Below are records; write all of them out exactly.

Records excerpted from a collection
=== Section Start ===

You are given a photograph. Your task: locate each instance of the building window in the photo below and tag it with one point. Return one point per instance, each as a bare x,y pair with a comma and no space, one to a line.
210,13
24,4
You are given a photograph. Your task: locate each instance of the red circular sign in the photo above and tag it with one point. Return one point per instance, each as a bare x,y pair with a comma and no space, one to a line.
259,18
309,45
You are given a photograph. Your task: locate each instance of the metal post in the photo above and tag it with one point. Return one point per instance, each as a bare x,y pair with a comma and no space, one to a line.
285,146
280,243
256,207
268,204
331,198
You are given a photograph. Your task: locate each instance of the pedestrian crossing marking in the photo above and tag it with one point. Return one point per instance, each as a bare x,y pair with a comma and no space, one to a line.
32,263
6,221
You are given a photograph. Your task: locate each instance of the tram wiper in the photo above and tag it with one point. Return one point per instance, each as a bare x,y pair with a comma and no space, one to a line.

=== Section End ===

● Result of the task
You are given a photograph. Your task: locate each instance of the building window in the photo below and tag it with one point. Return one point per instance, each as a bare x,y pair with a comma and no space, one to a line.
210,13
24,4
You are given a photograph. Your task: locate each instance of the red circular sign in the photo above and tag it with one point. Return one point per instance, each as a bare x,y pair with a comma and no space, one to a line.
259,18
309,45
You are given a photograph. Your task: locate each instance of the metal post in the photo above and tag it with one point. Return one point per instance, each as a bare x,y pair with a comma and no space, one to a line.
285,146
280,243
256,207
268,204
331,198
You are given a photograph. Your task: locate each instance of the pedestrian crossing marking in the photo above and tag it with one point. Return one point per instance, each as a bare x,y pair with a comma and no space, one to a line.
32,263
6,221
You are given a photograph. Your task: locate each instance of the tram wiper in the photo above and tag it with one point. Return one point per instance, each as a bare x,y pair with a comma and no space, one to a line.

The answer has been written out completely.